Text-to-region grounding data:
──────────────────────────────

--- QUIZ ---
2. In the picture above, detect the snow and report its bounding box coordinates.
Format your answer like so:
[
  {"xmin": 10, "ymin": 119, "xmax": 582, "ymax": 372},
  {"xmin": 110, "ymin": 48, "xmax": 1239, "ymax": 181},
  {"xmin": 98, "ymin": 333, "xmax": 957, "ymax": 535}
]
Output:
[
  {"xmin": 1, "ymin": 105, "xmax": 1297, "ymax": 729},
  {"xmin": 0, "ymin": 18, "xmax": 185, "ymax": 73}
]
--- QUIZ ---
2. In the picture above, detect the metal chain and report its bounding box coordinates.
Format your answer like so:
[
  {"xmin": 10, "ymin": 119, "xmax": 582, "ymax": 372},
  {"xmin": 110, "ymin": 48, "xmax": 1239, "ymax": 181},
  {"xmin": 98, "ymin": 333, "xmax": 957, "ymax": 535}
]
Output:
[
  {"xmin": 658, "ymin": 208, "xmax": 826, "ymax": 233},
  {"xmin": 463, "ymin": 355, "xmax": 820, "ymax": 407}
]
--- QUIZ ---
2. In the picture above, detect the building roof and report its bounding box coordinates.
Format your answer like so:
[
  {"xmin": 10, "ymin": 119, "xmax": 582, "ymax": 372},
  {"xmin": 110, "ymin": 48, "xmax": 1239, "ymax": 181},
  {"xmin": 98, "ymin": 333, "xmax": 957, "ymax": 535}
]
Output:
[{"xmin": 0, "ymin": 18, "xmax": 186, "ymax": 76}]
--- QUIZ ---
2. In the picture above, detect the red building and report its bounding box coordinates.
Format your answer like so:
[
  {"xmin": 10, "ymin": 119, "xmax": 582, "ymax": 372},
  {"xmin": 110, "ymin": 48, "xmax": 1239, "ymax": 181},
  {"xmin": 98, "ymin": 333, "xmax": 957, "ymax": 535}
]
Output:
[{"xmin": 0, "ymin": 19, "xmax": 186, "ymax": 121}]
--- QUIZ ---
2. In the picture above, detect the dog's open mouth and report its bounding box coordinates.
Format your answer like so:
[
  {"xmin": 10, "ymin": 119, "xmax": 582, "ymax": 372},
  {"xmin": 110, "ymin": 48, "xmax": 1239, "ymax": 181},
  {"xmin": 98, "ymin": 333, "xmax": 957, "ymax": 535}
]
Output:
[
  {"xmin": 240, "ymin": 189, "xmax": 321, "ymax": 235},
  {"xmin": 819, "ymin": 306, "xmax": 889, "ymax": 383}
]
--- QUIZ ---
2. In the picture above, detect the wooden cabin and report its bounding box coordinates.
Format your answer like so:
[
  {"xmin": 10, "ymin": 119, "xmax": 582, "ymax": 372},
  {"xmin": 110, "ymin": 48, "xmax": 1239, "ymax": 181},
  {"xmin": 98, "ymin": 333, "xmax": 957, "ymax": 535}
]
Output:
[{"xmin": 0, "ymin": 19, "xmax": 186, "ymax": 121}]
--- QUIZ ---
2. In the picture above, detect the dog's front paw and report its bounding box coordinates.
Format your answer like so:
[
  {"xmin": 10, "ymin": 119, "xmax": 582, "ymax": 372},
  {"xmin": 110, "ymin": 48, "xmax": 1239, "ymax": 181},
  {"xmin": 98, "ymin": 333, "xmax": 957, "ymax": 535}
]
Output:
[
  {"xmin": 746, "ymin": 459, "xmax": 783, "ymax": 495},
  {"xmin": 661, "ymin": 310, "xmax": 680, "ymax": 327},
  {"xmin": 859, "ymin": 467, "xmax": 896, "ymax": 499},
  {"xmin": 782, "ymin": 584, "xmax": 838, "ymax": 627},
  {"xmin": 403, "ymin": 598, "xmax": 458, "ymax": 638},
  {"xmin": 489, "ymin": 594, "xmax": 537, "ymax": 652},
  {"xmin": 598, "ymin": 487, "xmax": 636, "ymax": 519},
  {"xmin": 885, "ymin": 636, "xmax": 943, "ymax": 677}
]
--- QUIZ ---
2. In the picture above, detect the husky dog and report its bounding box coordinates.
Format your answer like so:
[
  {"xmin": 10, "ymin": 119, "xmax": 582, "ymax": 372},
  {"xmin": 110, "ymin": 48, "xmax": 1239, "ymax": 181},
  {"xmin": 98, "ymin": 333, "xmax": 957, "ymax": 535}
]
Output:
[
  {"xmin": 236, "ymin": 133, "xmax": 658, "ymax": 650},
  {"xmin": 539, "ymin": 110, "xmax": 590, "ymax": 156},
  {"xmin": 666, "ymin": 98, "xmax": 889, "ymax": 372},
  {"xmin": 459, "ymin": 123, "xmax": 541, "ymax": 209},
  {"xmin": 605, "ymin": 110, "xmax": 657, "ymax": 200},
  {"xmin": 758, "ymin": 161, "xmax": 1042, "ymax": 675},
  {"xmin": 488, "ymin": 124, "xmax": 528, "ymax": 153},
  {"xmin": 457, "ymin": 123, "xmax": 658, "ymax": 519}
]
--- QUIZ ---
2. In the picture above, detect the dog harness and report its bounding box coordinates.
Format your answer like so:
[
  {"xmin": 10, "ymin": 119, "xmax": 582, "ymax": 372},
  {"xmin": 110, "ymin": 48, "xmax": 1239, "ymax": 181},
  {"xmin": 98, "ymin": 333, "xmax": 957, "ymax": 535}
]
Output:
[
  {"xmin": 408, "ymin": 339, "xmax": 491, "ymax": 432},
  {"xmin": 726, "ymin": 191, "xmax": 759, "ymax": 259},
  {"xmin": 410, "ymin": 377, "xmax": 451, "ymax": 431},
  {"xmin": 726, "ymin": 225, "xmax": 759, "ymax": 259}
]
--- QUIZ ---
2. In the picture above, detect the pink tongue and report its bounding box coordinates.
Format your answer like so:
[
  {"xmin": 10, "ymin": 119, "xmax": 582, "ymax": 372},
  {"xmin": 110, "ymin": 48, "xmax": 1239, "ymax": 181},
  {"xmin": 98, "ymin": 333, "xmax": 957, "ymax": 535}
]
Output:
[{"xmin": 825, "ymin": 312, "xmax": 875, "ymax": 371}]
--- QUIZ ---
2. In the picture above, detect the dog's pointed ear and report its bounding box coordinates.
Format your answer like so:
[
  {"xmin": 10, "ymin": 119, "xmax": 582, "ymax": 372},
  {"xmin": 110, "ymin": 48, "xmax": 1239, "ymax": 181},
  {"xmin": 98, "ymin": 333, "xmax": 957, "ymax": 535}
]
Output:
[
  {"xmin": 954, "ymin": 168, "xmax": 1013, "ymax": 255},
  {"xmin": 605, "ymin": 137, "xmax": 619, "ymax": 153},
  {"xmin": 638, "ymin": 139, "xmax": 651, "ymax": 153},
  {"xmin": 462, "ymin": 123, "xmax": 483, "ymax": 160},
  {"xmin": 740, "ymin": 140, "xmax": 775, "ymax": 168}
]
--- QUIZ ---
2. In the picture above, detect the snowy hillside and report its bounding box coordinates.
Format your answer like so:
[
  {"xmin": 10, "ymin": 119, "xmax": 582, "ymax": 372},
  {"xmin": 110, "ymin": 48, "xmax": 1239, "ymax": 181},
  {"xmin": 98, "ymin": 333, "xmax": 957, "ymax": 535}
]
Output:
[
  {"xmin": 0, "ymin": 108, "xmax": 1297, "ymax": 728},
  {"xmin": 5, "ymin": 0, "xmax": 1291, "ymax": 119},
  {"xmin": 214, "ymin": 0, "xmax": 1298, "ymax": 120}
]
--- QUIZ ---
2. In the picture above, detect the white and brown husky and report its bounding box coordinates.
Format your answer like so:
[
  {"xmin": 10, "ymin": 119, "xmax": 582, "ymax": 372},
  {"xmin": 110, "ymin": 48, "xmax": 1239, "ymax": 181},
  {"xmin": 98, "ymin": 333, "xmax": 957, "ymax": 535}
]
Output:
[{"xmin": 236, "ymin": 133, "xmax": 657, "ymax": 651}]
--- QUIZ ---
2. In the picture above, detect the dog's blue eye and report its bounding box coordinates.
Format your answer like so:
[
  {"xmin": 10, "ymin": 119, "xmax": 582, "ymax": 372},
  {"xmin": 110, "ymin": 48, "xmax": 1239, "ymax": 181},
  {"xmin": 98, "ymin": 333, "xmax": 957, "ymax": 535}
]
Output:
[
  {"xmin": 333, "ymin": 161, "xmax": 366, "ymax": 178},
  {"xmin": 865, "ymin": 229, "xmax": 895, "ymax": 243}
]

──────────────────────────────

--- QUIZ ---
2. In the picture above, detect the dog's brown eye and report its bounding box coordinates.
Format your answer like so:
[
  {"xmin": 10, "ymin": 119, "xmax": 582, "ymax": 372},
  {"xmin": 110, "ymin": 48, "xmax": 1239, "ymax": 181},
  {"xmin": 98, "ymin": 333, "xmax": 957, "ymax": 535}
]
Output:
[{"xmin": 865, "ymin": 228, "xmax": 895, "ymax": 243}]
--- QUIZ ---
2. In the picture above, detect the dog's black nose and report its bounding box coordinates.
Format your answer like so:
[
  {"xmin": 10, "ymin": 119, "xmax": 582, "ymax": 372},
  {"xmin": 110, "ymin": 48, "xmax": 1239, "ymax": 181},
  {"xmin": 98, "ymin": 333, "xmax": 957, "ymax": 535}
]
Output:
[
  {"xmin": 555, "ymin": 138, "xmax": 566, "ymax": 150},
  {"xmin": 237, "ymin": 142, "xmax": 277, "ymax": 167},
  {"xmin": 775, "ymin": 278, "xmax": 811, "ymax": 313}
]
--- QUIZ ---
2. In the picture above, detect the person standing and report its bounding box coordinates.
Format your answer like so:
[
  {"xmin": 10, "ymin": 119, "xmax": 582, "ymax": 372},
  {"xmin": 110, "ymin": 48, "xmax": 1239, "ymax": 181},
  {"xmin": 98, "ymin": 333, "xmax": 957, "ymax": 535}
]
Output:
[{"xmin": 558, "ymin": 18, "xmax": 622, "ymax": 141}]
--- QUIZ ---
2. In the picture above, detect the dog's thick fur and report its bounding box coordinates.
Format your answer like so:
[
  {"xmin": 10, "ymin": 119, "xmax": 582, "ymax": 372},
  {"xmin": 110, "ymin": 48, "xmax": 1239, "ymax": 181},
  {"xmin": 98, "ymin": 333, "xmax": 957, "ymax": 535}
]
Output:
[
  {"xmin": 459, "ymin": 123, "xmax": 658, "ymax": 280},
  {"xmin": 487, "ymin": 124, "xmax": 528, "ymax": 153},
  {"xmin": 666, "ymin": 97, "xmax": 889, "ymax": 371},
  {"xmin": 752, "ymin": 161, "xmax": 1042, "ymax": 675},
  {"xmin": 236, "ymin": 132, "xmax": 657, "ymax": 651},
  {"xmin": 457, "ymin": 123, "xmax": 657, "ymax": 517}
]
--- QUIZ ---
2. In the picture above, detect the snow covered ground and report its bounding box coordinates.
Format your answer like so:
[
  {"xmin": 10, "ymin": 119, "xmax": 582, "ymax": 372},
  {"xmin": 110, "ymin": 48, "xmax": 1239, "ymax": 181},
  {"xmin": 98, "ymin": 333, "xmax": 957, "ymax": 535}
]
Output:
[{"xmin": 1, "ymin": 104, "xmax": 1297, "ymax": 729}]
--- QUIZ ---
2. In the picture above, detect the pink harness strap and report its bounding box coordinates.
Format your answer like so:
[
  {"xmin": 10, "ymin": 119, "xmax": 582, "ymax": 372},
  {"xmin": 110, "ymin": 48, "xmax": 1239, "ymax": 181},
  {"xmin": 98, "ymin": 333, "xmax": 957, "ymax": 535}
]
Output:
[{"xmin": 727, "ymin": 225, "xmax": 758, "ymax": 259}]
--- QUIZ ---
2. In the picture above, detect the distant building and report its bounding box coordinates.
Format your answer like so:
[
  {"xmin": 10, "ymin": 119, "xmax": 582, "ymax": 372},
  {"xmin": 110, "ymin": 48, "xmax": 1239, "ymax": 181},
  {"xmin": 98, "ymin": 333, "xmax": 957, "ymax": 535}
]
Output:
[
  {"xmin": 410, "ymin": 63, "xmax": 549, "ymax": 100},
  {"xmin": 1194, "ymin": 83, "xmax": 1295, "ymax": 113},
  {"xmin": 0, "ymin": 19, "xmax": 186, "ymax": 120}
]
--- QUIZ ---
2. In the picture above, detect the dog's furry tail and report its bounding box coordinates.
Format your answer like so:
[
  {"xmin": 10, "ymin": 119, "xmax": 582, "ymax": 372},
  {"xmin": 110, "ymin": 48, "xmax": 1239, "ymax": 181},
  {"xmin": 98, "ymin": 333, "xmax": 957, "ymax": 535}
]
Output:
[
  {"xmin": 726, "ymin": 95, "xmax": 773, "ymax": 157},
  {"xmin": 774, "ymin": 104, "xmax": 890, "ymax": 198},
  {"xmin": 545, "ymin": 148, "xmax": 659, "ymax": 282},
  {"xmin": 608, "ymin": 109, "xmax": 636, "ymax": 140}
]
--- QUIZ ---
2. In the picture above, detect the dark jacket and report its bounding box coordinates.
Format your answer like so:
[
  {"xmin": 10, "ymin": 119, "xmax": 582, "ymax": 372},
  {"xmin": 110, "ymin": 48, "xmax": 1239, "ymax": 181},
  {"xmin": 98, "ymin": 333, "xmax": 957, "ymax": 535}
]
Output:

──────────────────────────────

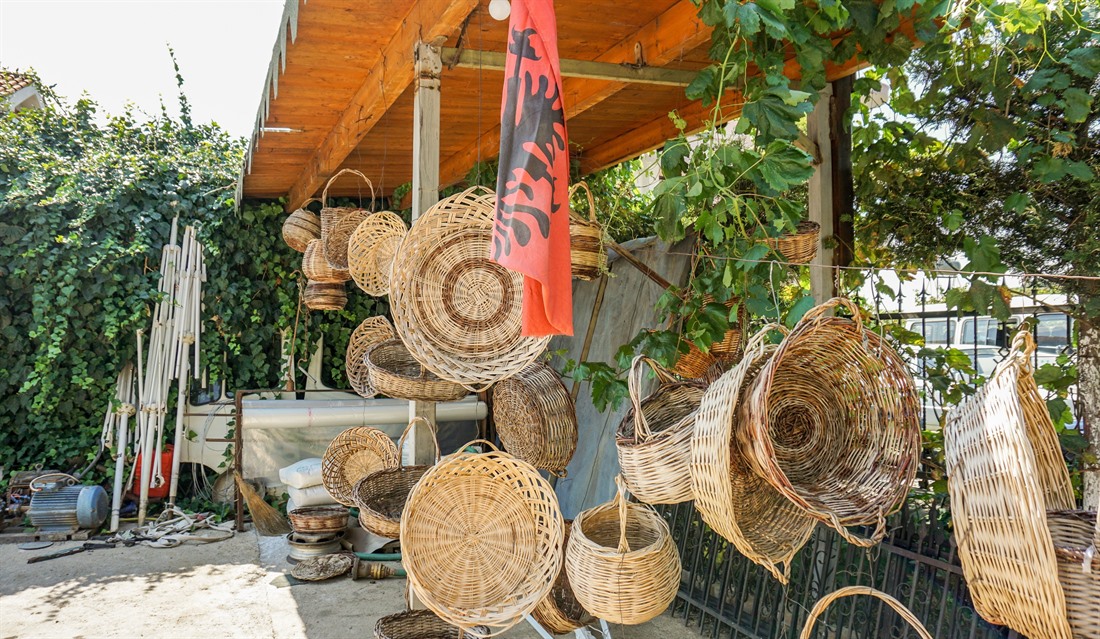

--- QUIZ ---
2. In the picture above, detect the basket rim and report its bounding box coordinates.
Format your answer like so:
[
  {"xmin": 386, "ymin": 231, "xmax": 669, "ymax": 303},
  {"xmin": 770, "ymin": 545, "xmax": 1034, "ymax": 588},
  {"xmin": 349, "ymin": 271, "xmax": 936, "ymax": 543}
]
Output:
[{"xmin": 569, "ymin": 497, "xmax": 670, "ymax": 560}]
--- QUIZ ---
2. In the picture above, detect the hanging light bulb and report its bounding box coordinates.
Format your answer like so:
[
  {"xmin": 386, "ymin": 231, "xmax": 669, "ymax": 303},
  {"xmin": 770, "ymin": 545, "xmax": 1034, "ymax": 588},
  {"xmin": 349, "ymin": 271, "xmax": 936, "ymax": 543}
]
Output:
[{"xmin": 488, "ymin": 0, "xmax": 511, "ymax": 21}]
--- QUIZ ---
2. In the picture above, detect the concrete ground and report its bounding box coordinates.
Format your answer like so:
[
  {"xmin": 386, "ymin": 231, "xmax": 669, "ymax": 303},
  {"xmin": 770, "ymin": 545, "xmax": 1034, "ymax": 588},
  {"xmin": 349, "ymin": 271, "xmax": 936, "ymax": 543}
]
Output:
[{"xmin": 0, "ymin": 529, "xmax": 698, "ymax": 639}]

──────────────────────────────

Task description:
Return the number of lines in the records holding the string "pink", without any other words.

Exercise solution:
2